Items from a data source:
>> Start

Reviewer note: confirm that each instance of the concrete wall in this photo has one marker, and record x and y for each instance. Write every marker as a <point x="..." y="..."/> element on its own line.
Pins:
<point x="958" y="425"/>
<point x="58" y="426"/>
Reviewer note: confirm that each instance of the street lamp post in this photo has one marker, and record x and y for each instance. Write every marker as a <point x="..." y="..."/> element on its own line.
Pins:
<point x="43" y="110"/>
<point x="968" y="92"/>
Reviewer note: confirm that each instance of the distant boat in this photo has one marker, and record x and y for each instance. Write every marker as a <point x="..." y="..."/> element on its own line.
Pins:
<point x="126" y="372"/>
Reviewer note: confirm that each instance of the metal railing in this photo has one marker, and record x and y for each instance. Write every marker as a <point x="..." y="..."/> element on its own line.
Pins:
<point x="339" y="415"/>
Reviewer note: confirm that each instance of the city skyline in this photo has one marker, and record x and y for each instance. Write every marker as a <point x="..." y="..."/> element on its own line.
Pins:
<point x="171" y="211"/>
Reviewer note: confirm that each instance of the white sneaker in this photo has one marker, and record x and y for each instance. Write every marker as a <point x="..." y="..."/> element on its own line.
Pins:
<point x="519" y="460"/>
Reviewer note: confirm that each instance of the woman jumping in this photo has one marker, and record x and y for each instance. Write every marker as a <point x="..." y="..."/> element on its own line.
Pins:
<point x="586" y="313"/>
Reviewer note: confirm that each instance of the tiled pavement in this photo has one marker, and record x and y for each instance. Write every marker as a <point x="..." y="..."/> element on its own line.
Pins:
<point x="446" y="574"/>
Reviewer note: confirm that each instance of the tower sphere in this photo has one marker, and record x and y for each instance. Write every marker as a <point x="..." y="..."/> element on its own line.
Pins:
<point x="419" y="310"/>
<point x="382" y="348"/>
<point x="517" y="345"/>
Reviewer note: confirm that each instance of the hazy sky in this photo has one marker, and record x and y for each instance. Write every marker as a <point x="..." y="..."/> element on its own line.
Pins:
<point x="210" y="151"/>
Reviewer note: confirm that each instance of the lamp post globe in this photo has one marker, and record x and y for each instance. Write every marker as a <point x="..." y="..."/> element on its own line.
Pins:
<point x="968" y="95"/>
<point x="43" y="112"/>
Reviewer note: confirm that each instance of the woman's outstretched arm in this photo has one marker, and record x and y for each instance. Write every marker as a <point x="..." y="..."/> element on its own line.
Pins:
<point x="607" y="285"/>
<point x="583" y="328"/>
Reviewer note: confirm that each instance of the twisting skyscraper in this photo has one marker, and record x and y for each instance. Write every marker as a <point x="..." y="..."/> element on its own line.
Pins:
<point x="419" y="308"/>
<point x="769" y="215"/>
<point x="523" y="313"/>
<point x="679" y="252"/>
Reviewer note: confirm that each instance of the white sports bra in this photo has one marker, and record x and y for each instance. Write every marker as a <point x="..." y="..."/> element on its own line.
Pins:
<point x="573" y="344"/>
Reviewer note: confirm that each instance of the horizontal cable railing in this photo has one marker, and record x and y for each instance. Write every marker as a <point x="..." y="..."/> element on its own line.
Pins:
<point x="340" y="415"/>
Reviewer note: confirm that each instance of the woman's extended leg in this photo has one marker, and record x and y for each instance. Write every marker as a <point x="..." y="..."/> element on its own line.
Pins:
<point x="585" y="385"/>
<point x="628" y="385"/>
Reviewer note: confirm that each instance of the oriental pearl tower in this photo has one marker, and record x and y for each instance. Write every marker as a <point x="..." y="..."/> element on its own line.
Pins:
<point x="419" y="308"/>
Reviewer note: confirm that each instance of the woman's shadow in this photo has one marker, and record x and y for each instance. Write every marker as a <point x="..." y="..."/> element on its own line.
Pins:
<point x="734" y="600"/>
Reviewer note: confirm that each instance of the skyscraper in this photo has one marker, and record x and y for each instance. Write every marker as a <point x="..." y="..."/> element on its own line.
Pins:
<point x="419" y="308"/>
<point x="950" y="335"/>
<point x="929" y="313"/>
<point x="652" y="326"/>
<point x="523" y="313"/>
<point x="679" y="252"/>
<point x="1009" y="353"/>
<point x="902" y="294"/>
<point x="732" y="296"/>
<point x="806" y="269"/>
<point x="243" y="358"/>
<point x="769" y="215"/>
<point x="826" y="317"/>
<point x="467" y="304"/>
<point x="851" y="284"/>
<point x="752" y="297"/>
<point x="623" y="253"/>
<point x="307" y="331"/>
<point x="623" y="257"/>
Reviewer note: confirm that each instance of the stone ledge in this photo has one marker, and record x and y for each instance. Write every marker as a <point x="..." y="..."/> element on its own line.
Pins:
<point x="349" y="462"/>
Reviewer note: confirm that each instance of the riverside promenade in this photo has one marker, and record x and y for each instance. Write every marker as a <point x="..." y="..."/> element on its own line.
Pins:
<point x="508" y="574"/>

>> End

(TASK DIRECTIONS): Rewrite every line between the line containing "Reviewer note: confirm that each instance of the riverside" and the end of the items, inclusive, leaving all text unchanged except for the x and y coordinates in the answers. Scale each of those coordinates by 0.55 and round it to a whole number, rounding halves up.

(SOLUTION FOR THIS TASK):
Reviewer note: confirm that each instance of the riverside promenade in this photo has one marker, and record x and y for each instance. Write every marker as a <point x="..." y="..."/> element on its own line.
Pins:
<point x="279" y="316"/>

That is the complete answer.